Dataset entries
++++++++++

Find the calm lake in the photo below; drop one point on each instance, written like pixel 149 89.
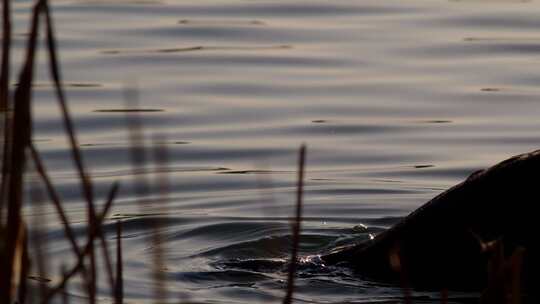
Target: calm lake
pixel 396 101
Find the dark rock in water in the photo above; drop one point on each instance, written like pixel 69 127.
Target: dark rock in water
pixel 445 244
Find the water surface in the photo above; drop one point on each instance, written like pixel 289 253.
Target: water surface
pixel 396 100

++++++++++

Reproduce every one of the lines above verbatim, but omit the picture.

**OUTPUT FOR THIS TASK:**
Find the calm lake in the photo below; drop one point on each instance, written like pixel 149 89.
Target: calm lake
pixel 396 101
Find the dark rock in water in the photo above; drop one point on each instance, written like pixel 69 127.
Target: dark rock in water
pixel 445 244
Find the water surface in the photo above; drop one point on each instance, written like pixel 289 253.
Target: water surface
pixel 396 100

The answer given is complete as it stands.